▶ _Vorliegender Text_
=-=-=-=-=
Hamburg. Streit um Zwischenbericht des Untersuchungsausschusses zu Warburg. Im Kampf gegen Steuersünder soll KI helfen.

Haben sie oder haben sie nicht? Im Herbst 2020 setzte die Hamburgische Bürgerschaft den Parlamentarischen Untersuchungsausschuss (PUA) „Cum-Ex Steuergeldaffäre“ ein, um aufzuklären, ob der frühere Bürgermeister und heutige Bundeskanzler Olaf Scholz sowie der heutige Bürgermeister und frühere Finanzsenator Peter Tschentscher (beide SPD) im Jahr 2016 die Entscheidung des Finanzamts beeinflusst haben, rund 47 Millionen Euro an Steuern nicht von der Warburg Bank zurückzufordern.

Doch auch nach drei Jahren, 47 Sitzungen, der Anhörung von gut 50 Zeuginnen und Zeugen und der Sichtung von Hunderttausenden Seiten an Akten gibt es darauf keine klare Antwort. Beziehungsweise: Bevor der PUA am Mittwoch einen mehr als 1000 Seiten starken Zwischenbericht beschließen will, der vor allem Fakten zusammenträgt, aber keine politische Bewertung enthalten wird, gehen die Interpretationen im politischen Raum weit auseinander.

SPD und Grüne: „Es hat keine politische Einflussnahme gegeben“

„Es hat keine politische Einflussnahme gegeben“, hieß es am Montag in einem Fazit von SPD und Grünen. Das hätten alle Zeugen ausgesagt, darunter die acht aus Finanzamt und Finanzbehörde, die im November 2016 diese Entscheidung getroffen hatten. Diese hatten das in ihren Vernehmungen damit begründet, dass seinerzeit nicht klar nachzuweisen gewesen war, das es sich um – inzwischen höchstrichterlich als illegal eingestufte – Cum-Ex-Geschäfte gehandelt habe. Zudem habe man Sorge gehabt, die Warburg Bank durch eine unberechtigte Millionen-Forderung in die Pleite zu treiben und immense Schadenersatzforderungen gegen die Stadt auszulösen.

Trotz des Verzichts auf Rückforderung seien die Ansprüche der Stadt aber nie verjährt, stellten Milan Pein (SPD) und Farid Müller (Grüne) klar. Daher habe die Bank später im Zuge der neuen Rechtssprechung sämtliche Forderungen samt Zinsen beglichen, sodass der Stadt keinerlei finanzieller Schaden entstanden sei.
=-=-=-=-=
▶ _Entnommenes Material_
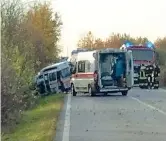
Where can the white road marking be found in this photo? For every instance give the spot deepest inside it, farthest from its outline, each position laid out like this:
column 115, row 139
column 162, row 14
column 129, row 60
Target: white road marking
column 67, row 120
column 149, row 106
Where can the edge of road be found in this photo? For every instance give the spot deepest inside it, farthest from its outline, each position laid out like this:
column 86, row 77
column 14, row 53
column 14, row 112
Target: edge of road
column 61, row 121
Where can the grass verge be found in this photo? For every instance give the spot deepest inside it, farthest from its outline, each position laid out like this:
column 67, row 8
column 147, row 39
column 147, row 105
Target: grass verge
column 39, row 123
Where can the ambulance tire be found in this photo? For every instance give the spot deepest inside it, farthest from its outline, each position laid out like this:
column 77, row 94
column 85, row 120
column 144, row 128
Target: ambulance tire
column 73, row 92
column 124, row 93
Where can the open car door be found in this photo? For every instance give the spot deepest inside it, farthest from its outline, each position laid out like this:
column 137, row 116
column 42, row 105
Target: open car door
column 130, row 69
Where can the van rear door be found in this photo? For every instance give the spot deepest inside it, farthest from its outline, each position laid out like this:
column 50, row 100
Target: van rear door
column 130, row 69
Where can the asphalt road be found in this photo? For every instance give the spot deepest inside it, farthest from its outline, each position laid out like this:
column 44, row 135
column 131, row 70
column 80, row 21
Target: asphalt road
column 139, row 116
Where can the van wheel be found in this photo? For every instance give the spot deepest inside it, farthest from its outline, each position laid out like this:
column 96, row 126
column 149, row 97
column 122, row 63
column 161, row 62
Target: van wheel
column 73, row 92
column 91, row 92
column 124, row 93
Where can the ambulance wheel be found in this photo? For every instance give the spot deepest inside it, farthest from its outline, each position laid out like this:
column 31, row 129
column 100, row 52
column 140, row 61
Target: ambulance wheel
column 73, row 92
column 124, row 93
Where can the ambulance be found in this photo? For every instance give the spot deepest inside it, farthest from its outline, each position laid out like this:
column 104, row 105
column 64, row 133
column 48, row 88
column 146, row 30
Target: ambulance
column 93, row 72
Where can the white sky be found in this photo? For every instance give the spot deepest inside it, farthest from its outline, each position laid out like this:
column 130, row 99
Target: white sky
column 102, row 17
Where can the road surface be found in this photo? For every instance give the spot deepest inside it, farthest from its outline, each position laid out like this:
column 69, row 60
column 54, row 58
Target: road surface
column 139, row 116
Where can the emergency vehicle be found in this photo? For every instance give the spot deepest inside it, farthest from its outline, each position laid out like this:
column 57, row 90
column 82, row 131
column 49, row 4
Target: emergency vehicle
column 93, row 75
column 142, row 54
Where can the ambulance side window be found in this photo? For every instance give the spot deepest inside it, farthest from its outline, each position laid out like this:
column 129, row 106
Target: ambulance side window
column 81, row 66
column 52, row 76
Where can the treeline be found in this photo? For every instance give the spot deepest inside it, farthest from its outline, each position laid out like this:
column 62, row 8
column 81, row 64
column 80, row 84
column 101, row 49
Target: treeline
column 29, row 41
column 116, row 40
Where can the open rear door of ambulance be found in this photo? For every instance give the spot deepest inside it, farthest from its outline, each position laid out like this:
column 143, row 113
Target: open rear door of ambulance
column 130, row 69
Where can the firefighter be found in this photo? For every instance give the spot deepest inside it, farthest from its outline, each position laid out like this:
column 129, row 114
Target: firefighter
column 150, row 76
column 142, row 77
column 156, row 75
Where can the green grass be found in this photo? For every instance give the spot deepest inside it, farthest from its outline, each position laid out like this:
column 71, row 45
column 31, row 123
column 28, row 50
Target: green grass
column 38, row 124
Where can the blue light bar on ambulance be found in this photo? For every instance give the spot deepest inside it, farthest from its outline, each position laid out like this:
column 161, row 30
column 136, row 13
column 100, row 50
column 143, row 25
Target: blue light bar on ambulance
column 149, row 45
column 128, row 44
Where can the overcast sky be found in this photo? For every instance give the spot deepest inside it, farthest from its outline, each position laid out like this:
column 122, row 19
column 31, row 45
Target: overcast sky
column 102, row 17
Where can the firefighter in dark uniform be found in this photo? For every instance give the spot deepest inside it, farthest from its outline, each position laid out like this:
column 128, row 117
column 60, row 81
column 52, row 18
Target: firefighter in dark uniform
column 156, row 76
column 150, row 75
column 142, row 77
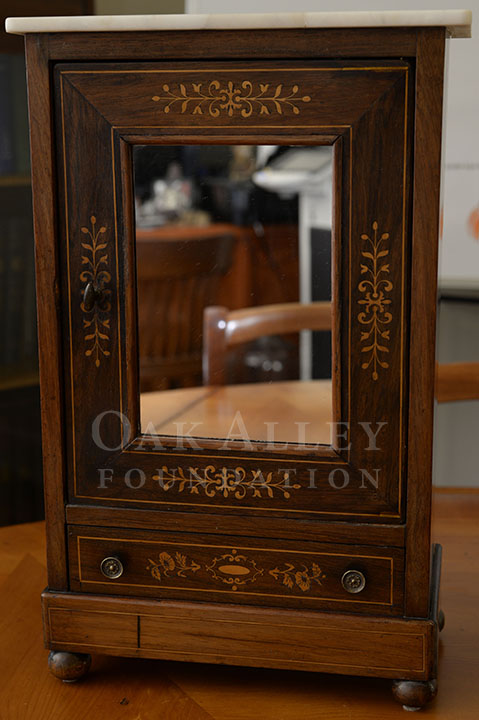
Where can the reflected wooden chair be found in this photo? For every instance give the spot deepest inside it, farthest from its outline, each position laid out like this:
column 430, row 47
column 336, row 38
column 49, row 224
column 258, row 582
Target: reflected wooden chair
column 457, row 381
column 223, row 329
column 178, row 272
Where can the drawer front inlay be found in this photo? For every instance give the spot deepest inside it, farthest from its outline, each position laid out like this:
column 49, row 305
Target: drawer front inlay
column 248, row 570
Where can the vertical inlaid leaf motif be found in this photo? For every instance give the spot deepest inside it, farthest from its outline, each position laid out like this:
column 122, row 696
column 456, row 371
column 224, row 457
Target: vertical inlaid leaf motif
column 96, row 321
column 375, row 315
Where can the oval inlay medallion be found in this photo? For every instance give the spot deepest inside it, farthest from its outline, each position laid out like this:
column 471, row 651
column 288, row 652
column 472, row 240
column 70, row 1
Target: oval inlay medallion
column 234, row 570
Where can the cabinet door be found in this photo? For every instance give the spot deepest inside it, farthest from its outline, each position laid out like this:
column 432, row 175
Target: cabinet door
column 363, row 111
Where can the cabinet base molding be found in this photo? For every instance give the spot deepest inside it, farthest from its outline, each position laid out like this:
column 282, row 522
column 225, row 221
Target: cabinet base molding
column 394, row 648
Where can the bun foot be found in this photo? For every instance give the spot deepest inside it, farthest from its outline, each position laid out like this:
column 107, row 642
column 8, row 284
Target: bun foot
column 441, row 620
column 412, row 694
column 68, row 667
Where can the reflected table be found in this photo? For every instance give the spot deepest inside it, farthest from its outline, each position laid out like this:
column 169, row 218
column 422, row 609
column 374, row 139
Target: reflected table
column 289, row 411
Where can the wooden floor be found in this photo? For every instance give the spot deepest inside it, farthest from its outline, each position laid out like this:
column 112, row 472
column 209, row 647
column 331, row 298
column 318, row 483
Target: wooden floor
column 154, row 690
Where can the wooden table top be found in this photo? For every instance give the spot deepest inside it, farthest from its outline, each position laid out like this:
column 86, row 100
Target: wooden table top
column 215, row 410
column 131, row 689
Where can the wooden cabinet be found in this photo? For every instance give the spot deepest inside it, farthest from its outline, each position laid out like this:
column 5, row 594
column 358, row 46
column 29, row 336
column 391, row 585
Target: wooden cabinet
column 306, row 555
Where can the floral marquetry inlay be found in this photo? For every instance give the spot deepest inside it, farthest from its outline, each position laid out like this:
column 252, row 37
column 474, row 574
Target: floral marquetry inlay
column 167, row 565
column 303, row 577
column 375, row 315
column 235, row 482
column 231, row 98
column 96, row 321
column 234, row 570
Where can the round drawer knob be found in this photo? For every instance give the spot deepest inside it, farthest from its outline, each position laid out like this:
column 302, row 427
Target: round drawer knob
=-=-=-=-=
▶ _Die Aufgabe_
Tippen Sie aus dem Text über den Hamburger Cum-Ex-Untersuchungsausschuss den Abschnitt zwischen „Doch auch nach“ und „Raum weit auseinander.“ wortgetreu ab, beide Stellen eingeschlossen.

▶ _Lösung der Aufgabe_
Doch auch nach drei Jahren, 47 Sitzungen, der Anhörung von gut 50 Zeuginnen und Zeugen und der Sichtung von Hunderttausenden Seiten an Akten gibt es darauf keine klare Antwort. Beziehungsweise: Bevor der PUA am Mittwoch einen mehr als 1000 Seiten starken Zwischenbericht beschließen will, der vor allem Fakten zusammenträgt, aber keine politische Bewertung enthalten wird, gehen die Interpretationen im politischen Raum weit auseinander.